*** Opening of TEXT BLOCK ***
Joel Yanofsky and his wife share an Asshole List – a running tab of fathers who are even worse than he is. When they meet a new one or hear stories, Joel looks so good in comparison that rare marital sex ensues. Hey, I’m only reporting what I read.
Author of the new memoir Bad Animals: A Father’s Accidental Education in Autism, Yanofsky – though he portrays himself as not so charming a person – is an endearing and intelligent writer. After years devoted to reading, he finds himself, in his forties, finally ready for “[my] life to have the kind of narrative structure and coherence it had always lacked.” In other words, settle down and have a baby.
Jonah’s birth is a small miracle. Yanofsky and his wife, together only briefly when she gets pregnant, say yes to this great adventure. The child is so beautiful that Yanofsky alf-seriously wonders if Uma Thurman and Ethan Hawke’s new baby had been “switched at birth and that somewhere, in Hollywood or Martha’s Vineyard, our real kid had a nanny and a pony and a swimming pool ...” As he grows into toddlerhood, “it was almost embarrassing. There was no way to ac- count for his exquisite cheekbones, his strong chin, his light brown hair, and his perfectly unobtrusive nose.”
But this happiness has strings attached. Soon they are getting notes from daycare, well-meaning friends avert their eyes, and their son’s odd proclivities begin to add up to something. A diagnosis is finally delivered: autism. The shock is almost unbearable, especially when the presiding doctor closes the session with a cheerful, “Have a nice drive home.”
What follows is a wide-ranging journey through the chaos of the next eight years of their lives. At one point there are “as many as four therapists doing three-hour shifts seven days a week” in their house. Bouncing between strategies, approaches and orthodoxies, Yanofsky and his wife are at turns confident and desperate. Yanofsky admits, “Cynthia and I retreated to our bedroom, closed the door, and put pillows over our heads to shut out what was being inflicted on our son, what we were, by proxy, inflicting on him.”
The author dives bravely into the contradictions and conflicts that raising an autistic child – let alone any child – engenders. It comes close to undoing Yanofsky’s marriage, and it clearly undoes Yanofsky daily. Recalling the book of Job, he identifies with the Biblical character’s endless travails. “What must [Job] have been thinking when it finally sunk in that all of it was gone? Only one thing: It wasn’t supposed to be like this.”
*** Close of TEXT BLOCK ***
*** Opening of DATASET EXCERPTS ***
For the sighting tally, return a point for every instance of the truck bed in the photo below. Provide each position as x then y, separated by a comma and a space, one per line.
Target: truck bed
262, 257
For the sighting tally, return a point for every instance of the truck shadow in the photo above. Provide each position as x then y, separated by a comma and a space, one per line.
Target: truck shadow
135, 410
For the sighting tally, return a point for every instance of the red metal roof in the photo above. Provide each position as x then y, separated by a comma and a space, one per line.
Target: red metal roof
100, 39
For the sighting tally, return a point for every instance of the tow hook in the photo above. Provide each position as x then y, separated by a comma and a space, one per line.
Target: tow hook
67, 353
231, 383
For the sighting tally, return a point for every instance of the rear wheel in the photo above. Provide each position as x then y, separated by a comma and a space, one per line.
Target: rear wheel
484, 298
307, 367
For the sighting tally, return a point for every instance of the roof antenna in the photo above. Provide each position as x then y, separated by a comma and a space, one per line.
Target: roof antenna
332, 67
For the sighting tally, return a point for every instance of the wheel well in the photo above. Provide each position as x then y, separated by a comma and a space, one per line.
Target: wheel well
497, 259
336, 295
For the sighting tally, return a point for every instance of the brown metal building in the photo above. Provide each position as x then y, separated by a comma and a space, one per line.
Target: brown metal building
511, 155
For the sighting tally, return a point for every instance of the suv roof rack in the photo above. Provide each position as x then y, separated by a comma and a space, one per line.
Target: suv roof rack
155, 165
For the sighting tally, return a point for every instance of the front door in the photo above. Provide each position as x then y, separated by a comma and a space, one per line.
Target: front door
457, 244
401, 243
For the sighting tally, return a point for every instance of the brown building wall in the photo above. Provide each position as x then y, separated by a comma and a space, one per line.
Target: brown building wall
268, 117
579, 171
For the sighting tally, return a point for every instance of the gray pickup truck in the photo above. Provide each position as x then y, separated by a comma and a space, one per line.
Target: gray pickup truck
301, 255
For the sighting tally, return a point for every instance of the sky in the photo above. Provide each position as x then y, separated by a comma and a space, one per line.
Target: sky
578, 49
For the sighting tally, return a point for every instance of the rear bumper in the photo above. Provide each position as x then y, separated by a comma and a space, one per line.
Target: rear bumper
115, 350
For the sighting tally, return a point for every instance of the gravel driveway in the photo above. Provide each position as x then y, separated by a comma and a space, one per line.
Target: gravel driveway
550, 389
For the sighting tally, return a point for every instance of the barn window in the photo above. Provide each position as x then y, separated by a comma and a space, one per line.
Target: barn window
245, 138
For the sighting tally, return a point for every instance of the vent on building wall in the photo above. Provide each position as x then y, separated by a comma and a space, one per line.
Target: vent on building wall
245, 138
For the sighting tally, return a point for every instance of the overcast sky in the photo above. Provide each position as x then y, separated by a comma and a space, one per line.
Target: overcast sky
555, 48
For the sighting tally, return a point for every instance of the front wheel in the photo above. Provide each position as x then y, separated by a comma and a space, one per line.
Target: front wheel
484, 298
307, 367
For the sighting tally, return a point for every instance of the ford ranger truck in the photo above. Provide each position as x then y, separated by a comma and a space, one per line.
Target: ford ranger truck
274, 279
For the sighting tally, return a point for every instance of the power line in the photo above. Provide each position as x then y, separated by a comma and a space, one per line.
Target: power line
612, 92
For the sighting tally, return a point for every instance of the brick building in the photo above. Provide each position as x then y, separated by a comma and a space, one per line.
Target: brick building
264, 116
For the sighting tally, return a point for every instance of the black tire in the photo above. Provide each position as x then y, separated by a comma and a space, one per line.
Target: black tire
*** Close of DATASET EXCERPTS ***
### SET OF TASKS
1) Answer these about the memoir review:
(a) What did the doctor say to close the session where the diagnosis was given?
(b) At one point, how many therapists were working in the house?
(c) Which Biblical character does Yanofsky identify with?
2) Update the part of the memoir review that opens with "Author of the" and closes with "have a baby.". Write it out again with "forties" changed to "fifties".
Rely only on the memoir review, not on the material.

### RESPONSES BY TASK
1)
(a) "Have a nice drive home."
(b) As many as four, doing three-hour shifts seven days a week.
(c) Job.

2)
Author of the new memoir Bad Animals: A Father’s Accidental Education in Autism, Yanofsky – though he portrays himself as not so charming a person – is an endearing and intelligent writer. After years devoted to reading, he finds himself, in his fifties, finally ready for “[my] life to have the kind of narrative structure and coherence it had always lacked.” In other words, settle down and have a baby.